Source text below:

Kiran Nadar, one of India’s most important collectors, has revealed to ARTnews that she was the buyer of M.F. Husain’s large-scale 1954 painting Untitled (Gram Yatra), which sold for $13.8 million at Christie’s New York.

The work was offered during a South Asian modern and contemporary art auction held during Asia Art Week in New York. It carried a pre-sale estimate of $2.5 million to $3.5 million and is now the most-expensive work of Indian modern art ever sold at auction.

The work was originally owned by Norwegian surgeon Leon Elias Volodarsky, who acquired it in New Delhi in 1954. His estate donated it in 1964 to the Oslo University Hospital, which consigned it to Christie’s. (The deaccessioning process took 13 years and approval from the hospital’s board.)

With her husband, Shiva, Nader has ranked on ARTnews’s Top 200 Collectors list each year since 2019. The M. F. Husain work joins the more than 15,000 works the couple already owns, many of which are exhibited at the Kiran Nadar Museum of Art (KNMA) in Delhi. “M.F. Husain’s magnum opus Untitled (Gram Yatra), 1954, is a landmark acquisition for the museum’s collection,” she told ARTnews.

End of Source text.
Listed entries below:

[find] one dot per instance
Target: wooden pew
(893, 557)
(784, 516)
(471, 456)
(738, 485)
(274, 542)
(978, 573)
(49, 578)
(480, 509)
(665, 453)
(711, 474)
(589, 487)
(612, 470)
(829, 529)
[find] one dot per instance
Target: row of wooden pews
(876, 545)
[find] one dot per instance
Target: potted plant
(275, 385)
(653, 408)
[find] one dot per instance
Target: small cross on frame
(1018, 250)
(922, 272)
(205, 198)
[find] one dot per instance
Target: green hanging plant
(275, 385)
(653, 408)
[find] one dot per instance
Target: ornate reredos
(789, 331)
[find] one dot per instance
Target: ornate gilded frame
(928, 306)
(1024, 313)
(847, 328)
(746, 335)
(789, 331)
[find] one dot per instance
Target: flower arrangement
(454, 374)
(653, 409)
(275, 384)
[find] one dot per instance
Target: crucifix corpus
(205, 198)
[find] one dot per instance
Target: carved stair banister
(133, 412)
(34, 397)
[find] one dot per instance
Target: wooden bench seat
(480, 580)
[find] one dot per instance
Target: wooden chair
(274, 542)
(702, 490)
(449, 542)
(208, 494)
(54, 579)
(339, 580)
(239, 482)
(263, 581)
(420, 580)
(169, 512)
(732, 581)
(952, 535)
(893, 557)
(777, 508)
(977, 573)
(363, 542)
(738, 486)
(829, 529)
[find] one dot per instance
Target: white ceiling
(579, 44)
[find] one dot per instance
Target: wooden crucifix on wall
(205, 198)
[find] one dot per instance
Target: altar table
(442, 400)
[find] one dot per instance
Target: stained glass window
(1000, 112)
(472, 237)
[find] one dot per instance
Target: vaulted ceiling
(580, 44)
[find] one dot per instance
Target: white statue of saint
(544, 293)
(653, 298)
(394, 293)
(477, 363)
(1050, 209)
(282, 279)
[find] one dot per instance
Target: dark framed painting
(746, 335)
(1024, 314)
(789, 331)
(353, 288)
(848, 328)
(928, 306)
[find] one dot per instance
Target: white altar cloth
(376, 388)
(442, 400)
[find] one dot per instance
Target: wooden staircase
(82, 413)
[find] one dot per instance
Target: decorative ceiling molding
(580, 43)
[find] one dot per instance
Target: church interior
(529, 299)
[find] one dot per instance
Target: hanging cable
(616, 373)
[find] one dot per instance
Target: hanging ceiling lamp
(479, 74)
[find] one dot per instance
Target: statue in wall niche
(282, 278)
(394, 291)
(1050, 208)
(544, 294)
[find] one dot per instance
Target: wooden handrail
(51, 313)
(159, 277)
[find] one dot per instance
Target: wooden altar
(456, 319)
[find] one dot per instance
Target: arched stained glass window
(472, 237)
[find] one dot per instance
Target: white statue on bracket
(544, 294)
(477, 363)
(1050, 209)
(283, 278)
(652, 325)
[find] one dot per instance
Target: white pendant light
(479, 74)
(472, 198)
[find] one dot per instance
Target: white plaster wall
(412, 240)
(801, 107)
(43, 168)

End of Listed entries.

→ **Directions for this task**
According to the article on the Husain painting sale, what was the pre-sale estimate for Untitled (Gram Yatra)?

→ **Task solution**
$2.5 million to $3.5 million